[READING PASSAGE]
[START]

Calculate your date with
the Grim Reaper
Call it the Great Beyond, the Big Sleep, the Compost Heap, the Daisy Patch, the Point of No Return or Motel Eternity. Each is an assuaging euphemism for the inevitable final act in this grand drama we call "life." We don't wish to confront it, nor do we enjoy dwelling on it. Our day-to-day existence, it seems, is but a passing diversion as we tread down the path to our impending doom. Death is coming, and we can't do anything to stop it.
We can, however, with a few clicks of a mouse, determine with some accuracy our date and time of death. At least, that's the claim made by deathclock.com, which bills itself as "The Internet's friendly reminder that life is slipping away." Nice. Now you will not only know the day you're supposed to die, but with deathclock.com's personalized countdown ticker, you will see precisely how many seconds are left before you bite the big one.

[END]

[DATASET ROWS]
[START]

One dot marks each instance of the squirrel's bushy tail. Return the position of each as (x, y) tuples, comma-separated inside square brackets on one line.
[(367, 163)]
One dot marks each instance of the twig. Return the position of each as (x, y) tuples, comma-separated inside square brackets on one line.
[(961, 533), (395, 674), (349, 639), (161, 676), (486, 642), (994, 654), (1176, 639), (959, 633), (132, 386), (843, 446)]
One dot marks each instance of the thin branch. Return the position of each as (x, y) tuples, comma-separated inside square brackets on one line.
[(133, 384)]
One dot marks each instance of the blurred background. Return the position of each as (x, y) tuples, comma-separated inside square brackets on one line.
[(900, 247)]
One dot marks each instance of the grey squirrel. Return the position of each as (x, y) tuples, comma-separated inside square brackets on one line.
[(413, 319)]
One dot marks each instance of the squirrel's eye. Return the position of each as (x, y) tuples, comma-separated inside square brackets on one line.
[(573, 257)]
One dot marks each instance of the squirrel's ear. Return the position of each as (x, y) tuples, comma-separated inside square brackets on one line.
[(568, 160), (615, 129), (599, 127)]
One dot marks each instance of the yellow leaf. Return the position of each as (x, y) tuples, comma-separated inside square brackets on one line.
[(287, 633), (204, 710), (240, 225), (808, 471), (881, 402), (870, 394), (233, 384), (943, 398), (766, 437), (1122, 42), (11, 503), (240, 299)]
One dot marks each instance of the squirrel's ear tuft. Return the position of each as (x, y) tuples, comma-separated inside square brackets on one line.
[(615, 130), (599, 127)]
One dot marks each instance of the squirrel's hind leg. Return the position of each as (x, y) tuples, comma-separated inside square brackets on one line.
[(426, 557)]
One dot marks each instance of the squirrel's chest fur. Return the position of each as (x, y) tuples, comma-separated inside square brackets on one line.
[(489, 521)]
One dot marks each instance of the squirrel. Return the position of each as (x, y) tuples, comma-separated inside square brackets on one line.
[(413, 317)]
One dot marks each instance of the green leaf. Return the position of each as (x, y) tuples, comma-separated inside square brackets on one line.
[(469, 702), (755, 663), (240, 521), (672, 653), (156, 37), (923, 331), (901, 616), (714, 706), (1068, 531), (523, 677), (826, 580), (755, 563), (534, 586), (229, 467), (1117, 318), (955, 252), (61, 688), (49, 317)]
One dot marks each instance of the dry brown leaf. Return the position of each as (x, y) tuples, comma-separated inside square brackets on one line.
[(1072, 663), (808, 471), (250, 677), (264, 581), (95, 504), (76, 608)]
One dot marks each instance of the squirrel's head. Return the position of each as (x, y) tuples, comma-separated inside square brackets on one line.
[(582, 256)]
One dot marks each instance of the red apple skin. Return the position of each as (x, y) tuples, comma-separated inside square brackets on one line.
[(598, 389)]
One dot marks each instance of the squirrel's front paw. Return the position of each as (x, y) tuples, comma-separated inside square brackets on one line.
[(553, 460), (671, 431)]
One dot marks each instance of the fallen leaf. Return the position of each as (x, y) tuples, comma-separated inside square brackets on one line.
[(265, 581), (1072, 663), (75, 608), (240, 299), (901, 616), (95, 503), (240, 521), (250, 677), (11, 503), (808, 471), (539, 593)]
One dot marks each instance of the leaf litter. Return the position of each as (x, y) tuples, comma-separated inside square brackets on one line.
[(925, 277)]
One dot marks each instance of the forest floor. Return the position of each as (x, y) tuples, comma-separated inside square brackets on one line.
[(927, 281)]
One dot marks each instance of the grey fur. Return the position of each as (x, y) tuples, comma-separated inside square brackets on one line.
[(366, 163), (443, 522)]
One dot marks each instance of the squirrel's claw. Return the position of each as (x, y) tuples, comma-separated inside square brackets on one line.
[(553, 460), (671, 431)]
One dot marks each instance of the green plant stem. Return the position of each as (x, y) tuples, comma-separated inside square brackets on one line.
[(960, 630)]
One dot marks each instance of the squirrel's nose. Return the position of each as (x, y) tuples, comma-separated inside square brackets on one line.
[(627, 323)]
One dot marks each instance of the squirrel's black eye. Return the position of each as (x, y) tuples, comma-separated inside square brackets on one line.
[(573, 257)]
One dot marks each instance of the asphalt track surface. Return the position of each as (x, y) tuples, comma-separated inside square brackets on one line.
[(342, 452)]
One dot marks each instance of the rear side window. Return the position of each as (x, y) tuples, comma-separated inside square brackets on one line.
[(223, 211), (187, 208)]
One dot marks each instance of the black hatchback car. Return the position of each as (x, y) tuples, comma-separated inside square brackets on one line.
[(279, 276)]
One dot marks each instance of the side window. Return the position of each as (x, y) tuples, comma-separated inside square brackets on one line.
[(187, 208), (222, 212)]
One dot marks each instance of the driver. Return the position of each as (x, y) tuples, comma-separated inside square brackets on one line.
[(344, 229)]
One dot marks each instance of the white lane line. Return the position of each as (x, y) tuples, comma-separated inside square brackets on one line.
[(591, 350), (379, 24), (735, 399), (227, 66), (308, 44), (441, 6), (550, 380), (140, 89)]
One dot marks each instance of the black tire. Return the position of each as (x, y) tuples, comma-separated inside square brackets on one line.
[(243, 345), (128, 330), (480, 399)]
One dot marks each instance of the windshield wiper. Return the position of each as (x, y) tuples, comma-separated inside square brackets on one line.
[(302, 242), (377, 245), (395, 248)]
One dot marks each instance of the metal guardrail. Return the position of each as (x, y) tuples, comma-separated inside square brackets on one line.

[END]

[GIVEN INSTRUCTION]
Write out the whole Grim Reaper piece word for word, from its title to its last sentence. The rows play no part in what comes next.

[OUTPUT FOR THIS EXERCISE]
Calculate your date with
the Grim Reaper
Call it the Great Beyond, the Big Sleep, the Compost Heap, the Daisy Patch, the Point of No Return or Motel Eternity. Each is an assuaging euphemism for the inevitable final act in this grand drama we call "life." We don't wish to confront it, nor do we enjoy dwelling on it. Our day-to-day existence, it seems, is but a passing diversion as we tread down the path to our impending doom. Death is coming, and we can't do anything to stop it.
We can, however, with a few clicks of a mouse, determine with some accuracy our date and time of death. At least, that's the claim made by deathclock.com, which bills itself as "The Internet's friendly reminder that life is slipping away." Nice. Now you will not only know the day you're supposed to die, but with deathclock.com's personalized countdown ticker, you will see precisely how many seconds are left before you bite the big one.